## [EXERCISE GOAL]
Change "prompts" to "cues" in the lines from the start through the line with "box: [39, 310, 214, 658]", keeping everything else the same and leaving out the pictures.

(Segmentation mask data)
======
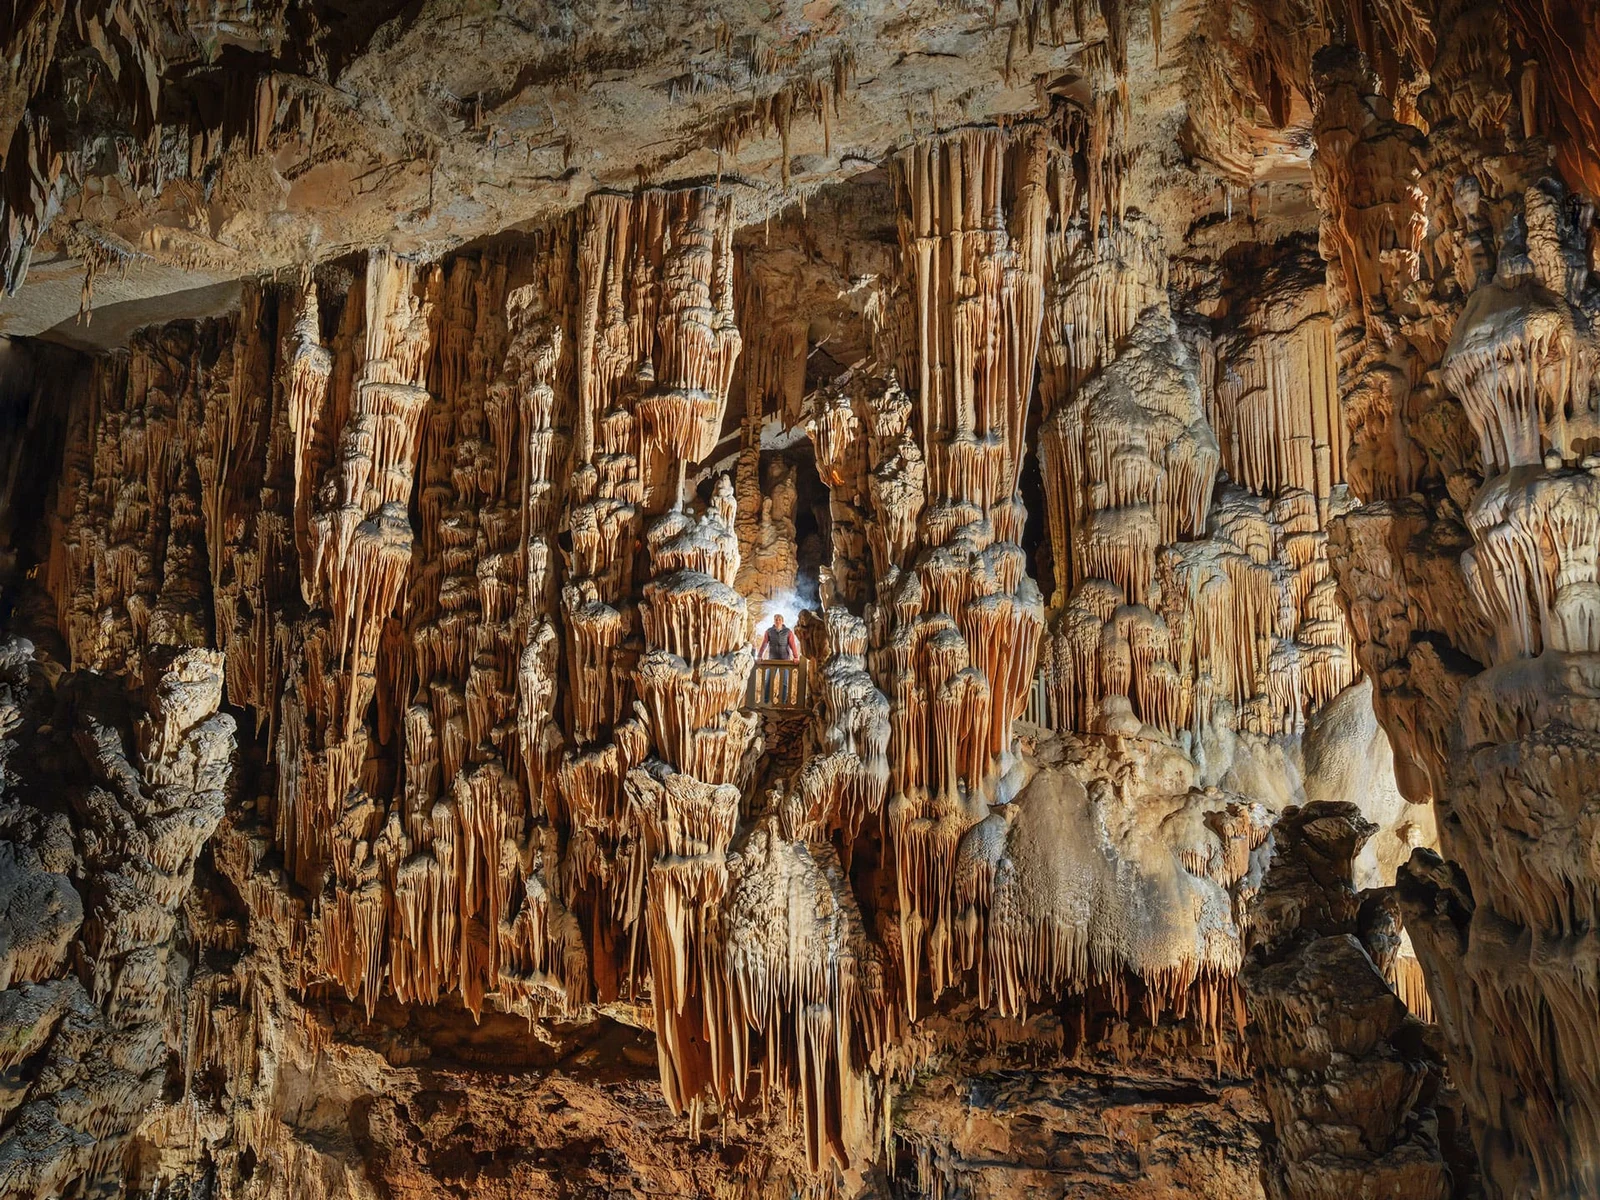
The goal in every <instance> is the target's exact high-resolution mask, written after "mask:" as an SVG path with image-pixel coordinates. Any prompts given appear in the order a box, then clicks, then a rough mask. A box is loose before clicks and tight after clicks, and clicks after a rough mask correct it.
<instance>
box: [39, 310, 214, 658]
mask: <svg viewBox="0 0 1600 1200" xmlns="http://www.w3.org/2000/svg"><path fill="white" fill-rule="evenodd" d="M203 357H205V330H203V328H195V330H194V331H190V333H189V334H187V336H182V334H179V333H173V334H170V336H163V338H155V336H147V334H146V336H138V338H134V341H133V344H131V346H130V349H128V354H126V355H107V357H102V358H99V360H98V362H96V365H94V371H93V376H91V384H90V386H91V392H93V397H91V400H90V402H88V403H83V405H78V406H77V410H75V411H74V416H72V424H70V427H69V430H67V445H66V454H64V461H62V474H61V485H59V488H58V499H56V512H54V514H53V517H51V530H53V536H51V549H50V563H48V566H46V586H48V589H50V592H51V595H53V598H54V602H56V610H58V627H59V629H61V632H62V635H64V637H66V642H67V650H69V651H70V654H72V666H74V667H78V669H85V667H86V669H94V670H104V672H117V674H125V675H128V677H130V678H133V680H139V678H142V674H144V650H146V648H147V646H149V645H163V643H165V645H206V643H208V642H210V634H211V630H210V629H208V627H206V618H205V613H206V603H205V594H206V592H208V590H210V586H211V584H210V579H208V563H206V547H205V534H206V528H205V522H206V518H208V510H206V506H205V494H206V490H205V486H203V483H205V480H202V478H200V472H198V470H197V467H205V466H206V464H205V462H203V461H198V459H202V454H200V453H198V451H200V448H202V446H200V445H197V442H200V440H202V438H195V434H197V432H203V430H205V429H206V422H205V410H203V406H202V405H200V397H202V394H203V390H206V387H205V386H206V384H213V381H214V382H218V384H219V382H221V381H222V379H224V378H227V376H229V374H230V371H229V366H230V362H232V358H230V354H229V347H227V344H226V342H224V344H222V347H221V354H219V357H218V360H216V365H214V368H213V370H211V371H205V368H203ZM202 376H203V384H202V386H198V387H197V386H194V384H192V381H197V379H200V378H202ZM221 406H222V410H224V411H226V410H227V402H226V397H224V402H222V405H221ZM91 421H93V424H91Z"/></svg>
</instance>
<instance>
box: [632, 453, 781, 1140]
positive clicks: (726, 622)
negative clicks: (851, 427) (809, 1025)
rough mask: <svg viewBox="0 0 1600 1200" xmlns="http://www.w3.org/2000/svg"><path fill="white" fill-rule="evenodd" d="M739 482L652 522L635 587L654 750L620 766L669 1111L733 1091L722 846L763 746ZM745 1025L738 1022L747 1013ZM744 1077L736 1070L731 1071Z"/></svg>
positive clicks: (724, 485)
mask: <svg viewBox="0 0 1600 1200" xmlns="http://www.w3.org/2000/svg"><path fill="white" fill-rule="evenodd" d="M734 523H736V504H734V498H733V483H731V480H730V478H728V477H726V475H722V477H718V478H717V483H715V485H714V490H712V499H710V506H709V507H707V509H706V512H704V514H701V515H699V517H694V515H690V514H685V512H680V510H674V512H669V514H666V515H664V517H659V518H658V520H656V522H654V525H651V528H650V531H648V534H646V546H648V549H650V566H651V574H653V578H651V581H650V582H648V584H645V595H643V598H642V600H640V605H638V610H640V626H642V630H643V635H645V653H643V656H642V658H640V659H638V666H637V667H635V670H634V690H635V693H637V696H638V699H637V701H635V704H634V707H635V712H637V714H638V723H640V725H642V728H643V731H645V733H646V734H648V738H650V742H651V746H653V750H654V754H653V757H651V758H648V760H646V762H645V763H643V765H640V766H635V768H634V770H630V771H629V773H627V778H626V792H627V798H629V810H630V814H632V819H634V821H635V822H637V826H638V829H640V832H642V846H640V853H642V859H643V861H645V862H648V874H645V878H643V883H645V926H646V934H648V944H650V973H651V1000H653V1003H654V1011H656V1045H658V1051H659V1062H661V1086H662V1093H664V1094H666V1098H667V1104H669V1106H670V1107H672V1110H674V1112H693V1110H698V1109H699V1106H701V1104H702V1099H704V1096H706V1094H707V1091H714V1093H715V1094H717V1096H718V1098H726V1096H728V1094H730V1080H731V1078H733V1075H731V1054H733V1038H734V1029H733V1024H731V1021H730V998H728V989H730V981H728V976H726V973H725V971H723V970H722V968H720V963H717V947H718V944H720V938H722V917H720V906H722V901H723V896H725V891H726V885H728V848H730V843H731V842H733V835H734V830H736V827H738V821H739V805H741V798H742V795H744V792H746V790H747V787H749V784H750V776H752V773H754V768H755V760H757V757H758V755H760V750H762V738H760V718H758V717H755V715H754V714H750V712H744V710H741V709H739V704H741V702H742V699H744V691H746V685H747V682H749V675H750V667H752V662H754V656H752V653H750V648H749V614H747V611H746V602H744V597H741V595H739V594H738V592H736V590H734V589H733V582H734V579H736V578H738V573H739V542H738V536H736V534H734ZM741 1029H742V1026H741ZM739 1090H741V1091H742V1082H741V1085H739Z"/></svg>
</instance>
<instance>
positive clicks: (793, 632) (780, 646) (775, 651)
mask: <svg viewBox="0 0 1600 1200" xmlns="http://www.w3.org/2000/svg"><path fill="white" fill-rule="evenodd" d="M760 658H763V659H768V661H771V662H794V661H797V659H798V658H800V642H798V640H797V638H795V632H794V630H792V629H786V627H784V614H782V613H773V626H771V629H768V630H766V634H765V635H763V637H762V648H760ZM763 674H765V675H766V678H765V680H763V682H762V704H771V702H773V677H774V675H778V674H782V677H784V685H782V690H781V693H779V699H778V702H779V704H787V702H789V690H790V686H792V683H790V672H787V670H784V672H778V670H766V672H763Z"/></svg>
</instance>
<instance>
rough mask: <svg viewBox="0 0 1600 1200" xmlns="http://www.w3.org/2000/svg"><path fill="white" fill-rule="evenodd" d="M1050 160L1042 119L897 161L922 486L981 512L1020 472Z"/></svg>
mask: <svg viewBox="0 0 1600 1200" xmlns="http://www.w3.org/2000/svg"><path fill="white" fill-rule="evenodd" d="M1048 163H1050V139H1048V134H1046V131H1045V130H1043V128H1042V126H1021V128H1019V130H1014V131H1005V130H992V128H986V130H963V131H960V133H955V134H950V136H947V138H942V139H934V141H928V142H918V144H917V146H915V147H914V149H912V150H909V152H907V154H906V155H904V157H902V158H899V160H898V166H899V173H901V190H902V194H904V198H902V218H901V246H902V253H904V258H906V262H907V270H909V274H910V277H912V280H910V282H912V290H914V294H915V304H917V336H918V347H917V350H918V352H917V365H918V376H917V397H918V402H920V418H922V419H920V429H922V435H923V454H925V456H926V459H928V490H930V494H933V496H938V498H952V499H960V501H963V502H968V504H973V506H976V507H978V509H981V510H982V512H984V514H989V510H990V509H995V507H1000V506H1005V504H1010V502H1011V499H1013V496H1014V493H1016V483H1018V478H1019V475H1021V469H1022V451H1024V430H1026V427H1027V405H1029V397H1030V394H1032V390H1034V366H1035V362H1037V357H1038V331H1040V320H1042V310H1043V275H1045V226H1046V221H1048V216H1050V190H1048V186H1046V182H1048Z"/></svg>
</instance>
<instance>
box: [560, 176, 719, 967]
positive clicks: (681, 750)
mask: <svg viewBox="0 0 1600 1200" xmlns="http://www.w3.org/2000/svg"><path fill="white" fill-rule="evenodd" d="M731 238H733V208H731V203H730V200H728V198H726V197H725V195H720V194H717V192H715V190H712V189H704V187H702V189H690V190H678V192H666V190H648V192H643V194H640V195H635V197H626V195H594V197H590V198H589V203H587V206H586V208H584V213H582V218H581V232H579V237H578V296H576V301H574V309H576V315H574V320H573V325H574V338H573V342H574V346H573V352H574V366H573V370H574V386H576V408H578V411H576V440H574V466H573V474H571V488H570V493H571V502H570V507H568V530H570V536H571V555H570V573H568V579H566V582H565V586H563V587H562V618H563V621H562V624H563V627H565V632H566V638H565V643H566V645H565V651H566V678H568V688H566V726H568V736H570V744H568V747H566V750H565V754H563V757H562V762H560V766H558V768H557V771H555V782H557V789H555V800H557V803H555V806H554V808H555V814H557V824H558V827H560V834H562V840H563V843H565V845H566V851H565V856H563V862H562V874H563V880H565V883H563V886H565V888H566V891H568V894H570V896H571V902H573V906H574V909H579V910H581V912H582V914H584V915H586V918H587V922H589V930H590V941H592V955H594V970H595V986H597V989H598V990H600V994H602V998H611V995H613V994H619V992H621V989H622V981H624V979H626V981H627V987H629V989H632V986H634V978H635V971H637V966H638V955H637V950H635V946H637V930H635V922H637V918H638V915H640V912H642V910H643V904H645V878H643V872H645V869H646V867H645V864H646V862H648V854H646V853H645V851H643V850H642V830H640V827H638V819H637V816H635V814H634V811H632V806H630V802H629V800H627V787H626V786H624V779H627V778H629V773H630V771H634V770H635V768H638V766H640V765H642V763H643V762H645V758H646V754H648V747H650V744H651V742H656V744H658V749H661V747H670V749H666V750H662V752H664V754H670V755H672V758H674V760H680V758H682V760H683V762H693V763H694V765H698V766H701V768H706V770H707V771H712V773H720V774H730V773H731V771H730V770H728V768H726V762H728V757H730V755H731V757H733V758H734V760H739V762H742V755H744V741H741V739H742V738H746V734H747V733H749V730H746V728H744V726H742V725H741V726H739V728H738V730H733V728H730V726H731V725H739V722H741V720H742V718H739V717H738V714H734V715H733V717H728V718H723V720H722V722H720V723H718V722H715V720H712V714H722V712H725V709H726V707H731V706H733V702H736V699H738V696H742V691H744V677H746V675H747V674H749V664H747V662H742V664H741V662H739V661H738V656H736V654H730V656H726V658H725V651H731V650H733V643H728V645H726V646H720V648H718V651H717V653H715V654H710V656H707V658H706V659H704V661H701V659H698V658H696V659H686V658H683V654H682V651H683V650H685V648H686V646H688V645H690V643H691V642H694V640H696V638H698V637H701V634H704V632H706V630H704V629H702V627H701V626H702V624H706V622H709V624H712V626H715V624H717V621H718V613H720V614H722V616H726V611H725V610H726V608H728V605H726V603H723V605H722V608H718V603H717V602H718V598H722V600H726V597H725V595H720V594H718V595H714V597H710V600H712V603H710V608H709V610H706V613H702V611H701V608H699V606H698V605H696V603H693V598H690V597H685V595H683V589H675V587H674V586H672V582H669V581H667V579H664V578H656V579H651V582H650V584H648V587H646V592H648V597H646V602H645V603H643V605H635V579H634V570H635V560H637V546H638V541H640V534H642V531H643V528H645V518H646V514H650V512H662V510H664V509H672V510H674V515H672V517H670V518H669V520H672V522H690V523H693V522H691V520H690V518H686V517H683V515H682V506H683V499H685V494H683V485H685V478H686V469H688V464H690V462H693V461H698V459H702V458H704V456H706V454H709V453H710V450H712V446H714V445H715V442H717V438H718V437H720V432H722V419H723V413H725V408H726V403H728V389H730V386H731V382H733V371H734V366H736V360H738V355H739V347H741V338H739V330H738V326H736V325H734V307H733V291H734V278H733V274H734V272H733V246H731ZM731 518H733V514H731V512H730V514H728V520H730V528H728V530H726V534H728V536H726V542H730V544H733V550H731V558H730V557H726V554H725V552H726V550H728V546H726V544H723V542H718V539H717V538H709V539H707V544H701V546H698V547H696V549H683V550H682V552H683V554H685V555H686V558H693V560H694V562H693V565H688V563H685V570H686V571H701V574H702V576H704V578H706V581H707V584H715V586H714V587H709V590H710V592H717V589H720V592H725V594H731V584H733V574H734V573H736V571H738V547H736V544H734V538H733V533H731ZM696 528H698V526H696ZM670 541H674V538H672V534H670V533H667V531H666V526H662V525H658V526H653V530H651V549H653V554H654V552H658V550H661V552H664V554H667V555H669V557H670V555H672V554H674V552H677V550H674V547H667V546H666V542H670ZM691 541H693V539H691ZM696 554H698V557H696ZM718 555H720V560H718ZM712 560H718V562H712ZM709 571H715V574H710V573H709ZM658 573H659V574H662V576H669V574H670V576H675V574H677V565H674V566H672V568H664V566H661V568H658ZM723 576H726V581H723ZM690 590H693V589H690ZM734 598H738V597H734ZM646 616H648V621H650V629H645V618H646ZM739 618H741V621H742V619H744V606H742V602H739ZM718 629H720V626H718ZM744 634H746V629H744V626H742V624H741V627H739V640H742V638H744ZM712 637H715V635H712ZM642 640H643V645H640V642H642ZM747 658H749V654H747V653H746V659H747ZM741 667H742V670H741ZM734 690H736V691H738V694H734ZM635 694H637V696H638V702H637V704H635ZM725 701H726V704H725ZM707 706H709V707H707ZM635 712H637V714H638V715H637V717H635V715H634V714H635ZM707 720H710V722H712V723H718V728H717V730H704V733H702V725H704V723H706V722H707ZM715 763H722V766H715V768H714V765H715ZM629 787H630V786H629ZM608 926H621V928H622V930H624V931H632V939H630V942H629V947H627V949H626V950H618V952H619V954H622V955H624V957H626V962H624V963H622V965H621V966H618V965H616V963H613V962H611V958H613V955H610V954H606V950H605V946H611V944H613V930H611V928H608Z"/></svg>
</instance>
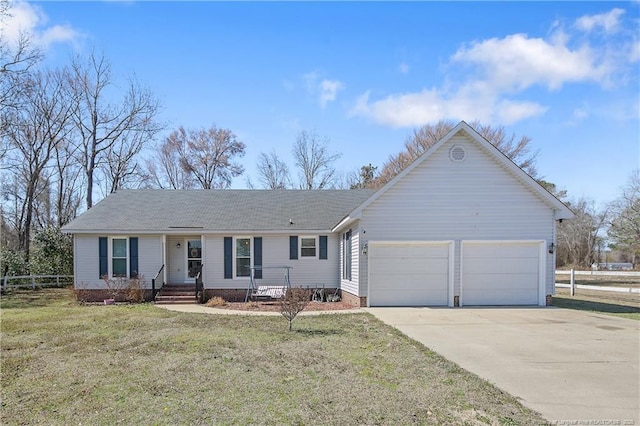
======
## [THE ANSWER]
The goal in every <instance> is the target's exact high-resolution mask, written after "mask:" as an SVG path with image-pixel coordinates. Any cues given appear in the order a box, then clicks, then a rough mask. A box is loose before clicks and tight after clicks, and clicks after a rough mask correct it.
<instance>
box: [39, 310, 214, 658]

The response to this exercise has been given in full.